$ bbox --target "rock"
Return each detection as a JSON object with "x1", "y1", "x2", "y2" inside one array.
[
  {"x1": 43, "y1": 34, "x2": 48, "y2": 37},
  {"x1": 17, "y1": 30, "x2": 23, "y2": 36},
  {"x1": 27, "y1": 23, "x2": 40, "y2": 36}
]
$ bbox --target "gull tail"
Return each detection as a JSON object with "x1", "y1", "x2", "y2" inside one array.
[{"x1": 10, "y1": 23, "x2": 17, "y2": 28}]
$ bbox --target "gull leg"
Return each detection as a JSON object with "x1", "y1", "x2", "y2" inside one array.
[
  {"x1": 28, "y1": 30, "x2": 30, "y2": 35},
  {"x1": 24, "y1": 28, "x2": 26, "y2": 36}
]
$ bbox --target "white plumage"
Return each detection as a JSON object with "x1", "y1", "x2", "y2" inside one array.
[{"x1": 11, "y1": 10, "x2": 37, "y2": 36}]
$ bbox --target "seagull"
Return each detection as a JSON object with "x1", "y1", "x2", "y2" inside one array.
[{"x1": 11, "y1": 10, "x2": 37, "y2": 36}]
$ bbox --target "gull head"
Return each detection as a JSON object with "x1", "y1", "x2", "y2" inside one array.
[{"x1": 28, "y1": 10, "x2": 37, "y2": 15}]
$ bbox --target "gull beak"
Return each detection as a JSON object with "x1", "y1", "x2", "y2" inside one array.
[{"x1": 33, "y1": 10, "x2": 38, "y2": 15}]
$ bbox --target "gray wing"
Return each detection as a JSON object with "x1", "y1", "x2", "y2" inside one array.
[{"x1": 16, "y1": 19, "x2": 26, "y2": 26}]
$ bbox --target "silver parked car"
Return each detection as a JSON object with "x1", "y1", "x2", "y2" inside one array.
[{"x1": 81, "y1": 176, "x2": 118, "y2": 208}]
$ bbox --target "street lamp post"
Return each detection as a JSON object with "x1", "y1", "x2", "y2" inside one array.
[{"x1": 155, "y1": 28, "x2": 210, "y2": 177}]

============================================================

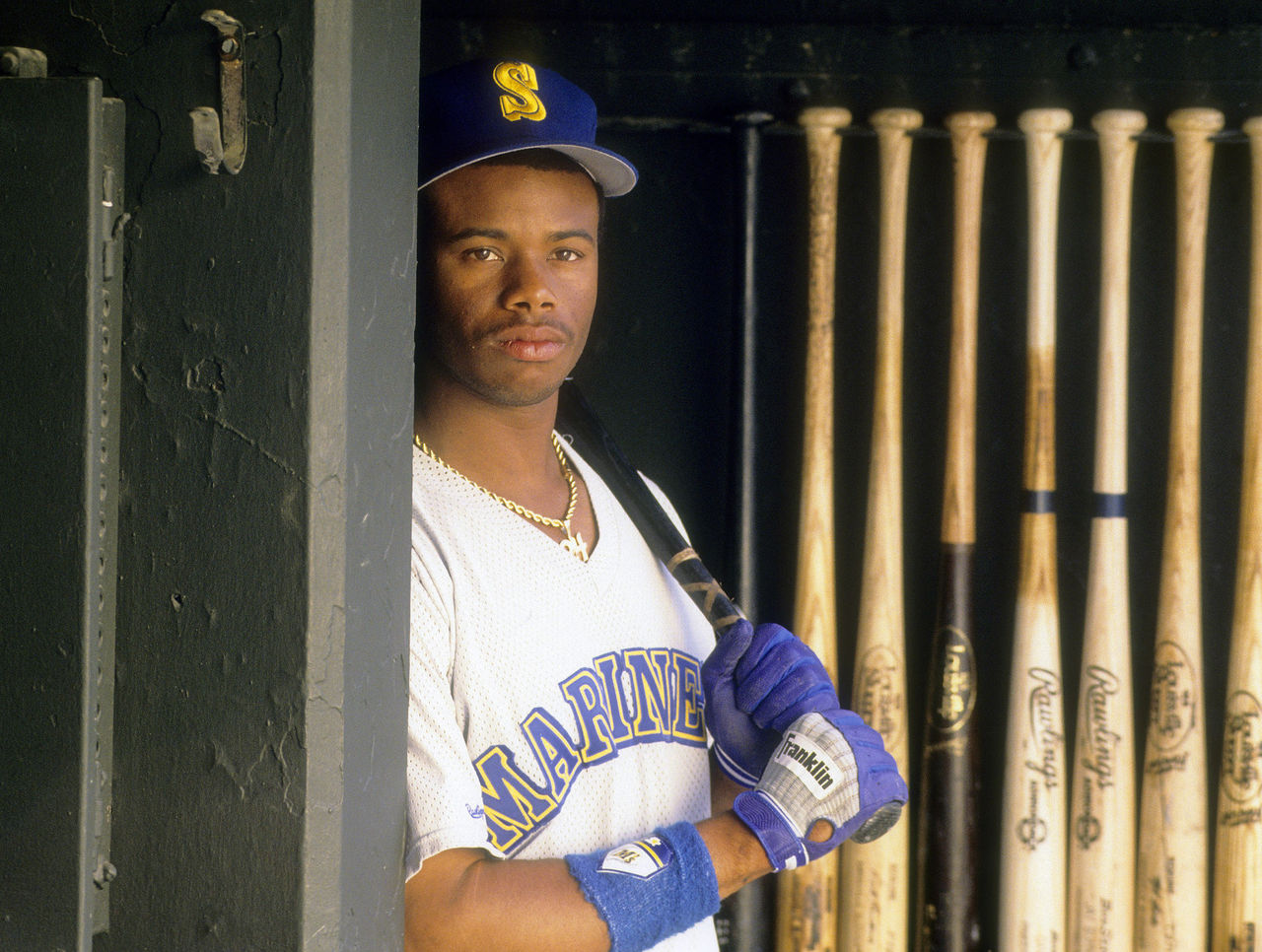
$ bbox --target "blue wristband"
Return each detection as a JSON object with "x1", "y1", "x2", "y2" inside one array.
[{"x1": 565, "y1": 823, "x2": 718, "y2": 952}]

============================================================

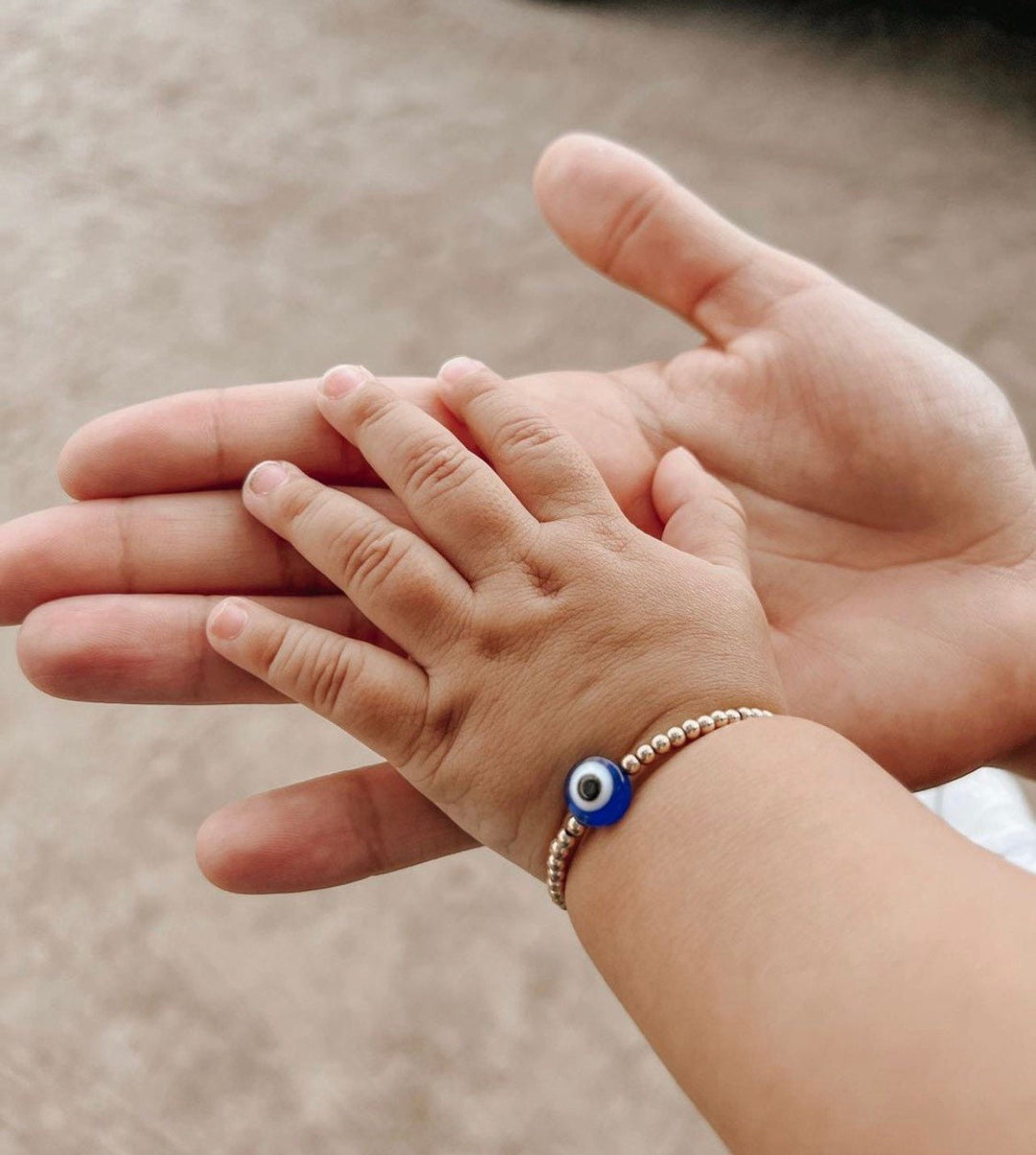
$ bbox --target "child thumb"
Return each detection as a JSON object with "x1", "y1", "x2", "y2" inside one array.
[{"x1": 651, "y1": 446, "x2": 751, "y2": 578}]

============================================================

## Task
Locate each line in the records above that contains the string "bbox" and copy it out. Case counts.

## Output of the exercise
$ bbox --target "rock"
$ bbox --target "gull tail"
$ bbox --target "gull leg"
$ bbox --target "white plumage"
$ bbox --target "seagull"
$ bbox --target "gull head"
$ bbox --target "gull beak"
$ bbox --target "gray wing"
$ bbox --target "silver parked car"
$ bbox --target "street lamp post"
$ bbox --target "blue wristband"
$ bbox --target "child thumb"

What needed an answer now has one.